(Labeled shape records)
────────────────

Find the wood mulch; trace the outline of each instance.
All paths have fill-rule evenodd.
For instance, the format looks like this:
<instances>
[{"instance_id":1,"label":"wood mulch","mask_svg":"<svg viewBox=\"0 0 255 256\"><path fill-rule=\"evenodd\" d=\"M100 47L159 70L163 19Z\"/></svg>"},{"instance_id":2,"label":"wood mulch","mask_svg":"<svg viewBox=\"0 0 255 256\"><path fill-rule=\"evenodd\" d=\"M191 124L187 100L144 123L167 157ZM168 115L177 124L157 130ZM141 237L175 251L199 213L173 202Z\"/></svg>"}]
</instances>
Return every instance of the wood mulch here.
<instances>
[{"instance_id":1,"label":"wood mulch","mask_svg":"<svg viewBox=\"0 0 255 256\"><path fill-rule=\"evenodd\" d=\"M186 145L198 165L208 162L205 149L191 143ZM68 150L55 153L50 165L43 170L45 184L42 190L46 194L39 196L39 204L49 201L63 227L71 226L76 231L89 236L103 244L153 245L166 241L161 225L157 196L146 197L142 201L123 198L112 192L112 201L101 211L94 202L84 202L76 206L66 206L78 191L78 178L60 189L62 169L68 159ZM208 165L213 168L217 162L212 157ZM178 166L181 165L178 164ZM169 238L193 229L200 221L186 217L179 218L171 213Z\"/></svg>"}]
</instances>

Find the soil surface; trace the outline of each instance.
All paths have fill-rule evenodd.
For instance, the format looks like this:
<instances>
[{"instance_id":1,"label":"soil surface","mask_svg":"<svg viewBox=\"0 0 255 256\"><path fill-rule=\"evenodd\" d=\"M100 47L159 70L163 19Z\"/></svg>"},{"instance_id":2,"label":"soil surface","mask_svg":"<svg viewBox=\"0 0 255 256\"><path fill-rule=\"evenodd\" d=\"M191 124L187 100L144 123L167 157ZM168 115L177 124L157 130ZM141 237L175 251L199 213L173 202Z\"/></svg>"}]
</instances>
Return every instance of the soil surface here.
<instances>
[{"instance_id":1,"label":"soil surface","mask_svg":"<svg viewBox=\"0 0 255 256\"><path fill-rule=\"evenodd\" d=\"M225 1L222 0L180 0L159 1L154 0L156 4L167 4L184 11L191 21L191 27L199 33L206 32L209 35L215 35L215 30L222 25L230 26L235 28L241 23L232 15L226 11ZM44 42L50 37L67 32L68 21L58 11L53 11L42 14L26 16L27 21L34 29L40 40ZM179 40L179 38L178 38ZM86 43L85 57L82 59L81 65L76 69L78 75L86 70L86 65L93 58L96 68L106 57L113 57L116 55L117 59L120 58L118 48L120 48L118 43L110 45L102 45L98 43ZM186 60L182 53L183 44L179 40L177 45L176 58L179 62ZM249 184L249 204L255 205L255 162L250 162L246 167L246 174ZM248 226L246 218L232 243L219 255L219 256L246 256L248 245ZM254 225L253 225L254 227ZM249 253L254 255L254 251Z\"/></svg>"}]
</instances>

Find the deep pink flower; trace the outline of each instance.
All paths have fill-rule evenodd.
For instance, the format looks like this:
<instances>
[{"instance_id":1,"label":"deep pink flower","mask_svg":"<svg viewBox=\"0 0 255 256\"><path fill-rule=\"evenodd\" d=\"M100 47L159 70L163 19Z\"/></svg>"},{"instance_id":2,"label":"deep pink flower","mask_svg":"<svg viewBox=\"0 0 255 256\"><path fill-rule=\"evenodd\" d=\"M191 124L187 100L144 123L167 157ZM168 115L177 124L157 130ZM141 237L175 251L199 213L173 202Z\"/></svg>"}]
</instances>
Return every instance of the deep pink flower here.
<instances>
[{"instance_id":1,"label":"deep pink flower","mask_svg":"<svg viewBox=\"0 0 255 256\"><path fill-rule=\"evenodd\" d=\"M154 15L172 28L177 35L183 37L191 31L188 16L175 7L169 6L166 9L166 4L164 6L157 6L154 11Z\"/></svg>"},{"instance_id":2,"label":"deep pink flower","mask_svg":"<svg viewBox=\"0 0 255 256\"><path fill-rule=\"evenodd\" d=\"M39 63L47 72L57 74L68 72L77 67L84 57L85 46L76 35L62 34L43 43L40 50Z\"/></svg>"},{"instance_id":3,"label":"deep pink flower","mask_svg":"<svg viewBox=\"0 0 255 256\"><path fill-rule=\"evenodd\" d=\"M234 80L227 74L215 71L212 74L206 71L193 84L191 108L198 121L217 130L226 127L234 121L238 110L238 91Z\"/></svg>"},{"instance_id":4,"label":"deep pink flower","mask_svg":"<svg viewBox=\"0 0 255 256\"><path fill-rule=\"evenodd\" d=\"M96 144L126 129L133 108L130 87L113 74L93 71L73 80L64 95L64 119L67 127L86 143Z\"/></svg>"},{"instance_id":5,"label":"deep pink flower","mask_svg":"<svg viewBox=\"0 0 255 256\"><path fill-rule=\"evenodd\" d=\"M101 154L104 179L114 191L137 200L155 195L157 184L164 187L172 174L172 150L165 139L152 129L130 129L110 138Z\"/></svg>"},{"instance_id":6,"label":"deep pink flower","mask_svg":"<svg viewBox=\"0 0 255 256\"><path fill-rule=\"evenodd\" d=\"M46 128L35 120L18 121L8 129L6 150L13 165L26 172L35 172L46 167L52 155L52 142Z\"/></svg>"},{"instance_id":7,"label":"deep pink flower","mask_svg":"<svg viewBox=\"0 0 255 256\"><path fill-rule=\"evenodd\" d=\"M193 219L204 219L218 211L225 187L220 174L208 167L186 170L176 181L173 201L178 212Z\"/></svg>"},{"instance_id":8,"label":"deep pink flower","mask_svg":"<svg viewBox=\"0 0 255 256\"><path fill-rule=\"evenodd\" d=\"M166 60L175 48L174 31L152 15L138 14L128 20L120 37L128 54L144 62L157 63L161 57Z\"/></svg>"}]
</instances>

────────────────

Task goal — Select every line in the rows above that contains the word "Return", and copy those lines. Case counts, so a line qualifies only if its capitalization matches.

Response for this exercise —
Return every instance of the wood mulch here.
Return every instance of the soil surface here.
Return every instance of the deep pink flower here.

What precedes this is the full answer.